Provided passage
>>>>>

The world's smallest banking trojan has been detected.

Named 'Tinba' (Tiny Banker) or 'Zusy', it is a 20KB data-stealing banking trojan that hooks into browsers, steals login data and sniffs network traffic. It also uses man-in-the-browser (MiTB) techniques and web injections in order to change the look and feel of curtain webpages with the purpose of circumventing two-factor authentication or to trick the infected user to give away additional sensitive data.
According to CSIS, which detected Tinba, this is the smallest banking trojan it has ever encountered and it belongs to a completely new family of malware which it said it expects to be battling in upcoming months.
Peter Kruse, partner & security specialist at CSIS, said anti-virus detection of the analysed samples is low and the code (including config and web injects) does not have any packaging or advanced encryption.
Asked if it is hard to spot as it is so small, Kruse told SC Magazine that it hides well on the system and was found during a forensic search.
“Tinba is utilising an injection routine upon execution which is obfuscated to primarily avoid anti-virus detection,” he said.
“It allocates new memory space where this specific injection function is stored and injects itself into the newly created process 'winvert.exe' (Version Reporter Applet) which is dropped into the Windows system folder. Tinba also injects itself into both 'explorer.exe' and 'svchost.exe processes.”
Research by CSIS found that Tinba uses four different libraries during its runtime: ntdll.dll; advapi32.dll; ws2_32.dll; and user32.dll.

<<<<<

Exercise instructions
a - According to the Tinba article, how large is the trojan?
b - Extend the Tinba article with a further paragraph that follows on from its last sentence.
The listing after the Tinba article comes from a separate source.

Listed entries
>>>>>

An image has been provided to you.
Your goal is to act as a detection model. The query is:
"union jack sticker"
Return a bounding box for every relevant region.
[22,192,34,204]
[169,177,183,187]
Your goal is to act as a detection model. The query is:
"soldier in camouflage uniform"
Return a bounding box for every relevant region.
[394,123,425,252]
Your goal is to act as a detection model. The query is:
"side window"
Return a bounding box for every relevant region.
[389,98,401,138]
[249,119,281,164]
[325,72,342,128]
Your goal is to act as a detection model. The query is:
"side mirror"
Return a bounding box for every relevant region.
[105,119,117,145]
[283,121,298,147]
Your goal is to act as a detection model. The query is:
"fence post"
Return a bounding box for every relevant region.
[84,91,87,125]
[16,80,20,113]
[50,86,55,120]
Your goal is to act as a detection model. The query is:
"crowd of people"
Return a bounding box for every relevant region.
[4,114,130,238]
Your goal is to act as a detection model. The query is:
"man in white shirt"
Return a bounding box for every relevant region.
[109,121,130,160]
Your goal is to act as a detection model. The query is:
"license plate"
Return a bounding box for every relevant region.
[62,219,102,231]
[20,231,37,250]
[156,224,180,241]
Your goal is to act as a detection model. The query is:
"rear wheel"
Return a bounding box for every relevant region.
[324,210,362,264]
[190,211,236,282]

<<<<<

Results in order
a - 20KB

b -
As observed in several other banking trojans and advanced malware, Tinba utilises a RC4 encryption algorithm when communicating with its command and control (C&C) servers, using four hard-coded domains for its communications.
“Updates are retrieved from the C&C server using an encrypted string to EHLO the C&C. If the C&C server survives certain checks, then files are downloaded and executed on the infected host. When successfully injected, Tinba reads settings from the configuration files (cfg.dat and web.dat) and intercepts and manipulates traffic through several browser APIs.”
He also commented that the web inject templates are identical to the ones used by Zeus, but also have the capability to use special values, while it will modify headers and be able to inject insecure non-HTTPS-supported elements from external servers and websites," Kruse said.
“Tinba, like its equals, targets financial websites, but only a very small list of specific URLs. Yes, Tinba proves that malware with data-stealing capabilities does not have to be 20MB in size,” he said.